Travail à réaliser:
Recopiez intégralement, sans aucune modification, le texte ci-dessous sur le renoncement aux soins dentaires.

Selon une étude menée par Santéclair, près de 4 Français sur 10 renonceraient totalement ou partiellement à réaliser leurs soins dentaires pour des raisons financières et non médicales.  En effet, les tarifs en France restent trop élevés.

Un renoncement aux soins dentaires en hausse

Un renoncement aux soins dentaires en hausse

Cette étude relayée par Le Parisien, porte sur 500 devis envoyés par des adhérents de la société Santéclair, hors bénéficiaires de la CMU. 448 devis concernaient des soins prothétiques (pose de couronnes et bridges dentaires) et 52 des soins d’implantologie (pose d’implants dentaires).

1 an après la remise du devis, 38% des assurés soit 190 dossiers ont renoncé à engager leur traitement et 17,6% des assurés soit 88 dossiers n’ont réalisé qu’une partie seulement des soins pour des raisons financières.

À cause de soins jugés « souvent trop chers » par les patients, moins de 45 % d’entre eux ont finalement effectué l’intégralité de leurs soins, conformément à la recommandation de leur dentiste.

Pourquoi un tel renoncement aux soins dentaires ?

Directrice de Santéclair, Marianne Binst affirme qu’un reste à charge élevé constitue un réel frein dans la décision de se faire soigner, « Dès que le reste à charge, c’est-à-dire la somme à payer au bout du compte par le patient, dépasse 1000€, le renoncement grimpe à 60%. Ce qui démontre un lien entre coût et abandon. »

Pire encore, l’étude indique que le taux de renoncement atteint même jusqu’à 80%, lorsque le montant du reste à charge dépasse les 2000€ pour le patient. Seulement 1 patient sur 5 va jusqu’au bout de son plan de traitement.

4 français sur 10 renoncent à leurs soins dentaires

Un renoncement aux soins dentaires proportionnel au montant du reste à charge
Montant du reste à charge > 1000€ > 2000€
Taux de renoncement 60% 80%

Ce sont les traitements relatifs à l’implantologie qui souffrent du taux de renoncement le plus élevé. Ceci s’explique par le coût élevé des implants dentaires en France et de la non prise en charge de ce type de soins par la Sécurité sociale.

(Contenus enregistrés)
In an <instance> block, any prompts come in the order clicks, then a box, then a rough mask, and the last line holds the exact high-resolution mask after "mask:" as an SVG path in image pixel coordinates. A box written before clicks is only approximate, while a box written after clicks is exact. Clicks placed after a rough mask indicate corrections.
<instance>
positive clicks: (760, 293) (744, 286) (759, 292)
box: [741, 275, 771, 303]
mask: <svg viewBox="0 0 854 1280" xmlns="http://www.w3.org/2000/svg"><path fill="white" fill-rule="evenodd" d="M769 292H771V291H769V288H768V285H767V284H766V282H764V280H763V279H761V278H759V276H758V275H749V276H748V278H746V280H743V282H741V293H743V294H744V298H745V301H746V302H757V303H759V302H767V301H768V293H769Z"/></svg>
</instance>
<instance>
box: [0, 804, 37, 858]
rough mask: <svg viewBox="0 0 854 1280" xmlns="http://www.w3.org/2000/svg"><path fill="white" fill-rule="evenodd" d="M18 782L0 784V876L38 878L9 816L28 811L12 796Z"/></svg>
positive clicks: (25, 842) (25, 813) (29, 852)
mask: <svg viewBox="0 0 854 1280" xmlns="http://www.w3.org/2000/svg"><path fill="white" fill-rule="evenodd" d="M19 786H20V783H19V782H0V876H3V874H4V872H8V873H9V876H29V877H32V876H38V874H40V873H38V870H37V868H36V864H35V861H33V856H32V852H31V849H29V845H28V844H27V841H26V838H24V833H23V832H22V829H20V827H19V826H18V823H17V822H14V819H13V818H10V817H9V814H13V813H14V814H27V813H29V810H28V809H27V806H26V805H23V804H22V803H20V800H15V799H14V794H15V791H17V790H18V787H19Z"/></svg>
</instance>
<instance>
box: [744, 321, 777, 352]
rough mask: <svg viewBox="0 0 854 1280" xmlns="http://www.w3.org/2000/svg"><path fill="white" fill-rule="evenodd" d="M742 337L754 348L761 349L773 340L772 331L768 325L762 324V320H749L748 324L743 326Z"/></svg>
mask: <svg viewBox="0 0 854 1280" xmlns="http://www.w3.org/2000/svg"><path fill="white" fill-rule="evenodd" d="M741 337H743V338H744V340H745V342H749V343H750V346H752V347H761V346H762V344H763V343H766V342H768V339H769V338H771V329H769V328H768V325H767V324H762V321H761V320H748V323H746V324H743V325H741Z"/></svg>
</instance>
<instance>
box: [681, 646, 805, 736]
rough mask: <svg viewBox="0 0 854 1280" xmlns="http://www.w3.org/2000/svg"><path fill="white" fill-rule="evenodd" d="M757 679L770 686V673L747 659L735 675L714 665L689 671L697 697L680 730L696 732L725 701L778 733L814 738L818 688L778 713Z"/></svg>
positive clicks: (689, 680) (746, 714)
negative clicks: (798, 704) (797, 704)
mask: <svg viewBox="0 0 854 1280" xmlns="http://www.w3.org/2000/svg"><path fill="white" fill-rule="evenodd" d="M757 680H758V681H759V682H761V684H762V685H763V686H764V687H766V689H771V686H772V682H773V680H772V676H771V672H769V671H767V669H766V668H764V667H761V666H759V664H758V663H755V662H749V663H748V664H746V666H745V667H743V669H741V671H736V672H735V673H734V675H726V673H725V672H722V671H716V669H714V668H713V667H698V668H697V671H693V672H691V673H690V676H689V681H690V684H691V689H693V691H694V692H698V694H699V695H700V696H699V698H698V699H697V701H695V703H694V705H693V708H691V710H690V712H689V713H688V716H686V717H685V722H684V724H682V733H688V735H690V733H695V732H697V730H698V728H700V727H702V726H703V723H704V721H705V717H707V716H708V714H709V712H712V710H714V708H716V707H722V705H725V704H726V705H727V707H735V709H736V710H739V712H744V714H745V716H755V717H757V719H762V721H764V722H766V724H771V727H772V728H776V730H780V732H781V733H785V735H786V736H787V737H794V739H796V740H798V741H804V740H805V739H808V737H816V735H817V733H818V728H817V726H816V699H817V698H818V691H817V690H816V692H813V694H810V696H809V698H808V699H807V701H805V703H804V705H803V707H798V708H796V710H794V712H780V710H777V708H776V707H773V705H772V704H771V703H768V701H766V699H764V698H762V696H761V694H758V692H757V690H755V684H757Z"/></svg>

Corrigé:
Selon une étude menée par Santéclair, près de 4 Français sur 10 renonceraient totalement ou partiellement à réaliser leurs soins dentaires pour des raisons financières et non médicales.  En effet, les tarifs en France restent trop élevés.

Un renoncement aux soins dentaires en hausse

Un renoncement aux soins dentaires en hausse

Cette étude relayée par Le Parisien, porte sur 500 devis envoyés par des adhérents de la société Santéclair, hors bénéficiaires de la CMU. 448 devis concernaient des soins prothétiques (pose de couronnes et bridges dentaires) et 52 des soins d’implantologie (pose d’implants dentaires).

1 an après la remise du devis, 38% des assurés soit 190 dossiers ont renoncé à engager leur traitement et 17,6% des assurés soit 88 dossiers n’ont réalisé qu’une partie seulement des soins pour des raisons financières.

À cause de soins jugés « souvent trop chers » par les patients, moins de 45 % d’entre eux ont finalement effectué l’intégralité de leurs soins, conformément à la recommandation de leur dentiste.

Pourquoi un tel renoncement aux soins dentaires ?

Directrice de Santéclair, Marianne Binst affirme qu’un reste à charge élevé constitue un réel frein dans la décision de se faire soigner, « Dès que le reste à charge, c’est-à-dire la somme à payer au bout du compte par le patient, dépasse 1000€, le renoncement grimpe à 60%. Ce qui démontre un lien entre coût et abandon. »

Pire encore, l’étude indique que le taux de renoncement atteint même jusqu’à 80%, lorsque le montant du reste à charge dépasse les 2000€ pour le patient. Seulement 1 patient sur 5 va jusqu’au bout de son plan de traitement.

4 français sur 10 renoncent à leurs soins dentaires

Un renoncement aux soins dentaires proportionnel au montant du reste à charge
Montant du reste à charge > 1000€ > 2000€
Taux de renoncement 60% 80%

Ce sont les traitements relatifs à l’implantologie qui souffrent du taux de renoncement le plus élevé. Ceci s’explique par le coût élevé des implants dentaires en France et de la non prise en charge de ce type de soins par la Sécurité sociale.